▶ **Given exercise**
Rewrite the records from their start through the line containing "[1373, 729]", putting "meeting table" wherever "conference table" appears and changing nothing else. Omit the pictures from your answer.

[Point labeling dataset excerpts]
****
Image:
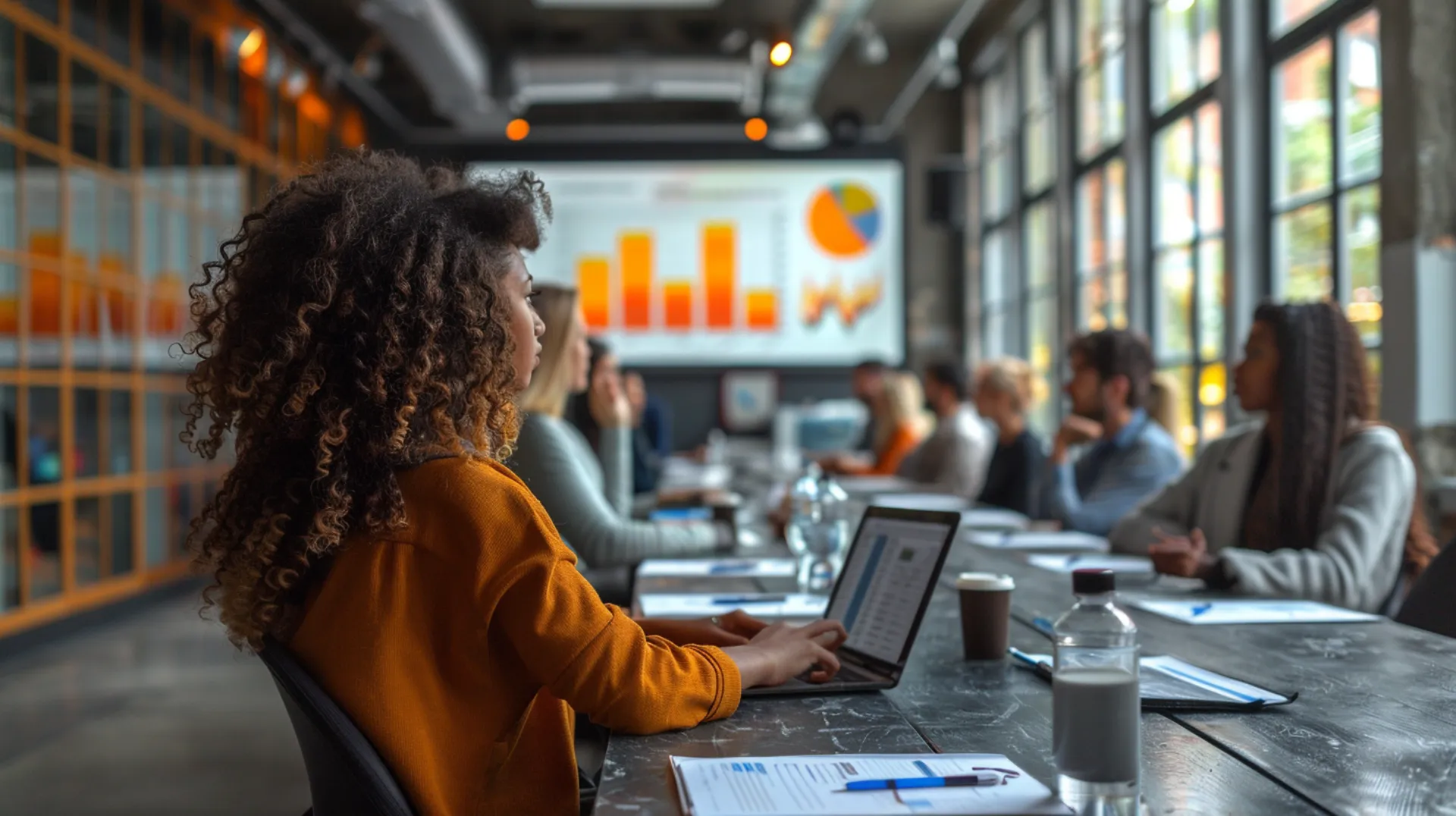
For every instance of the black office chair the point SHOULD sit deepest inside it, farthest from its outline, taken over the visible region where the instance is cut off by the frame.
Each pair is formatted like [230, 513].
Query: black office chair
[346, 774]
[1432, 602]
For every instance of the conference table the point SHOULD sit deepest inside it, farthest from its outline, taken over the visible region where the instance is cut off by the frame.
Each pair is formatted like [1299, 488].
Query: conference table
[1373, 729]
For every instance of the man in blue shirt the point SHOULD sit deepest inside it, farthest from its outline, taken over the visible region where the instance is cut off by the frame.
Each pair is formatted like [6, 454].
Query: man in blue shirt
[1125, 455]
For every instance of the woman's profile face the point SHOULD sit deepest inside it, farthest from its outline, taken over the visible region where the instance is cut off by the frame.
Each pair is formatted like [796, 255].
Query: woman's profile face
[1256, 378]
[526, 324]
[579, 354]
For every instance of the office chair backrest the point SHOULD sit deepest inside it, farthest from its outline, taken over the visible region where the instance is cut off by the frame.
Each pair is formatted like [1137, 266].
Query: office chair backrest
[1432, 601]
[347, 777]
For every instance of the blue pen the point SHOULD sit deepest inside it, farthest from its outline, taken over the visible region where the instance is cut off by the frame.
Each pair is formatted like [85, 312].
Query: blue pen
[731, 567]
[965, 781]
[752, 599]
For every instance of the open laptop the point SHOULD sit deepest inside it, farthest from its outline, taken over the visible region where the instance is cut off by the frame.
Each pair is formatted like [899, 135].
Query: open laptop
[881, 596]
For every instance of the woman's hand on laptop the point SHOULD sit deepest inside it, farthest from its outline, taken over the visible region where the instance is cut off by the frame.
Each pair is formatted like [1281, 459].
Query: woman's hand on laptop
[733, 629]
[781, 653]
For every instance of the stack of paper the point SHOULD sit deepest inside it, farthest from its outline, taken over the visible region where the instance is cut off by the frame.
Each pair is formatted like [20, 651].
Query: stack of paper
[993, 519]
[1251, 611]
[794, 786]
[1126, 564]
[1062, 541]
[922, 501]
[718, 567]
[673, 605]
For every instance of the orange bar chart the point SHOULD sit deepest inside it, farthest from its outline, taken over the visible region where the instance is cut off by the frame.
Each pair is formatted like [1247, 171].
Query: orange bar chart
[720, 270]
[677, 305]
[595, 287]
[635, 257]
[762, 306]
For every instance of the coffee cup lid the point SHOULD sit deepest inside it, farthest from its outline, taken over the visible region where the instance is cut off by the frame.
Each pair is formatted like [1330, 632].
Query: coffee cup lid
[984, 582]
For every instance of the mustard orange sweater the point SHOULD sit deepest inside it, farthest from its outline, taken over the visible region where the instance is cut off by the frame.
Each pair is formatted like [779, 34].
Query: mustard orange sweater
[462, 643]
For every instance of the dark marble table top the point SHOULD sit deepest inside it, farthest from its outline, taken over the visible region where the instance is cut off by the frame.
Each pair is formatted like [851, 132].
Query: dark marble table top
[1372, 732]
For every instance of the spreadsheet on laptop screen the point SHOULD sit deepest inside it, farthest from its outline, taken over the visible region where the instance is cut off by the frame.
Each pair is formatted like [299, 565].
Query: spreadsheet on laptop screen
[890, 569]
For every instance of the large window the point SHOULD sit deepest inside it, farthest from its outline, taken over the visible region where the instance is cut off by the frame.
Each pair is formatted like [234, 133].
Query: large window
[1326, 161]
[1188, 278]
[1101, 231]
[1018, 158]
[120, 174]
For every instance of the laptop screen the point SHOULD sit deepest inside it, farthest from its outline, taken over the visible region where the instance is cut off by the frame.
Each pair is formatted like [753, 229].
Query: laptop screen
[887, 576]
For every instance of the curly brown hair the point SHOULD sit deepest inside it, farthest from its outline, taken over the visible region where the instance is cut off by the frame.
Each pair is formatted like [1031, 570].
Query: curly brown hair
[353, 327]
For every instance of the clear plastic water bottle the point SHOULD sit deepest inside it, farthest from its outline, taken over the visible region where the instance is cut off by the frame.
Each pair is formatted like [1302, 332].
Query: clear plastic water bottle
[804, 510]
[1097, 710]
[826, 547]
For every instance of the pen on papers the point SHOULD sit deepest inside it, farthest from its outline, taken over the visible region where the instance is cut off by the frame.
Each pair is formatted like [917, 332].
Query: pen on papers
[1041, 626]
[965, 781]
[1040, 667]
[731, 567]
[752, 599]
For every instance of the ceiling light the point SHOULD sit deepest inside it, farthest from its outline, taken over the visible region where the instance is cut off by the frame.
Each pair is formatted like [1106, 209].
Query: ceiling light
[620, 5]
[253, 41]
[296, 83]
[781, 53]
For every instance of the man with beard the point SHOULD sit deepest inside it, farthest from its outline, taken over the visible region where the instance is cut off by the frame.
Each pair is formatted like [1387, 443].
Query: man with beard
[1125, 457]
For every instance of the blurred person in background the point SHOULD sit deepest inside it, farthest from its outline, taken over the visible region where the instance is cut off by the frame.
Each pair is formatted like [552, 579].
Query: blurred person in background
[957, 454]
[651, 435]
[1125, 455]
[900, 423]
[587, 490]
[865, 384]
[1316, 501]
[1003, 394]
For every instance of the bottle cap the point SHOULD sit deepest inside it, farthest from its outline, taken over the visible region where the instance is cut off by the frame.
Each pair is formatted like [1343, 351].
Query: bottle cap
[1092, 582]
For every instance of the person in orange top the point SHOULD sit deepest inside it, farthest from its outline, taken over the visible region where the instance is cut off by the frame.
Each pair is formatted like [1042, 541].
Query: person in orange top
[363, 341]
[900, 423]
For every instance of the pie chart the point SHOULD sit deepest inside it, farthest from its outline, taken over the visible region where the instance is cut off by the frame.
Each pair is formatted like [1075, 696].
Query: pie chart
[843, 219]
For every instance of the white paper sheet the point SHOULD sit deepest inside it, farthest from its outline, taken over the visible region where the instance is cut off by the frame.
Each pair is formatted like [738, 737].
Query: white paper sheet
[1126, 564]
[794, 786]
[718, 567]
[1060, 541]
[1203, 612]
[922, 501]
[699, 605]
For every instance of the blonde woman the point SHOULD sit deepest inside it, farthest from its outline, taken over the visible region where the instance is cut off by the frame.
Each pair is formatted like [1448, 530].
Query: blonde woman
[1005, 391]
[588, 493]
[900, 423]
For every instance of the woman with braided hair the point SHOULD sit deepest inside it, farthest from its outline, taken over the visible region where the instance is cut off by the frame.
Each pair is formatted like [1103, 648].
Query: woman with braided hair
[1315, 501]
[363, 340]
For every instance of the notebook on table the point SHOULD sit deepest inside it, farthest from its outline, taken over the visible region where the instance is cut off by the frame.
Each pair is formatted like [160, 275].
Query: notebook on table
[881, 596]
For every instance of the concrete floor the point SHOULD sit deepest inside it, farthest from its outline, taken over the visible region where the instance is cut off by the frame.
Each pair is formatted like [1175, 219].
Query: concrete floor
[152, 714]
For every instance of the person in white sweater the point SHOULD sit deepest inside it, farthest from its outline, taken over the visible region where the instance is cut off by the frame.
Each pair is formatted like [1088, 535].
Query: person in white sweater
[587, 491]
[1316, 501]
[956, 457]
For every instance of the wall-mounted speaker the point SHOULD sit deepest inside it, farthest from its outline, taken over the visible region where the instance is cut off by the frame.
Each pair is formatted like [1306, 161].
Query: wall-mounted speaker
[946, 194]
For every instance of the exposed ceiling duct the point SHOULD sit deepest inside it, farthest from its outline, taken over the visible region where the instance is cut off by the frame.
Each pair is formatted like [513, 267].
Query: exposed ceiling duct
[437, 44]
[792, 89]
[573, 80]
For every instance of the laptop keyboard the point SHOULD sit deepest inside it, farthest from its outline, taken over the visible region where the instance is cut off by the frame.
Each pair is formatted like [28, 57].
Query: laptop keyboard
[845, 675]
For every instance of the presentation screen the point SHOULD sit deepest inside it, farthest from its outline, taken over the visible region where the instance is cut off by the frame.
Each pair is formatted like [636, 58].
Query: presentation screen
[770, 262]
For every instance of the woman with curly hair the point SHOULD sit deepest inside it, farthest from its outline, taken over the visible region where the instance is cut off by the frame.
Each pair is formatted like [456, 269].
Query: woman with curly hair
[1315, 501]
[363, 341]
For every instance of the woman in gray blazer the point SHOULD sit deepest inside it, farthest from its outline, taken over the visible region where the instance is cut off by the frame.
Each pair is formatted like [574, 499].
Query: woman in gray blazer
[1316, 501]
[587, 491]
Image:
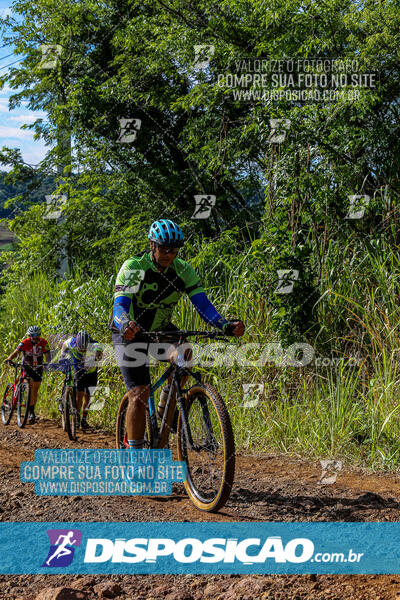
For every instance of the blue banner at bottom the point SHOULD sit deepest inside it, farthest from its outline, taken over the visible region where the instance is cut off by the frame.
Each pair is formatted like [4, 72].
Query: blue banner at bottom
[199, 548]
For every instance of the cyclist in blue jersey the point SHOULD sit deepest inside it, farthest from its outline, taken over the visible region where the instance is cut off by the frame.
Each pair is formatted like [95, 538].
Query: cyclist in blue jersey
[85, 354]
[147, 289]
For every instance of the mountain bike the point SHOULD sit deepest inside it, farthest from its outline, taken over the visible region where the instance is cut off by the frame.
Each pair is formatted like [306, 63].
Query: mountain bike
[201, 420]
[17, 395]
[67, 402]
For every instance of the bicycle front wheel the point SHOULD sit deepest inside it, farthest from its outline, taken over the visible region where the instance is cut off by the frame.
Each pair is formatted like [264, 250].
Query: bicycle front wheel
[7, 407]
[70, 413]
[24, 398]
[211, 462]
[121, 436]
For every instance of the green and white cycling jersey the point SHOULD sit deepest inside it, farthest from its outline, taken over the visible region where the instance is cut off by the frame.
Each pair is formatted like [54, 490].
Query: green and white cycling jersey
[147, 296]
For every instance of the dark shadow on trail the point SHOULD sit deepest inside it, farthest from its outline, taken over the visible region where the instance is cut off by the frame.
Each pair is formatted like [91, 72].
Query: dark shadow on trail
****
▶ **Finished exercise**
Image:
For every instance of the black office chair the point SHOULD sit deepest inside it, farthest from its outline, taken over the visible region where the instance is cut off by the frame.
Each pair is formatted like [230, 513].
Query: black office chair
[346, 774]
[1432, 602]
For every instance of the meeting table the point SHOULD sit deepest inside it, farthest from its outline, taken over the visible region where the instance is cut off by the frame.
Each pair is formatted like [1299, 488].
Query: meeting table
[1373, 729]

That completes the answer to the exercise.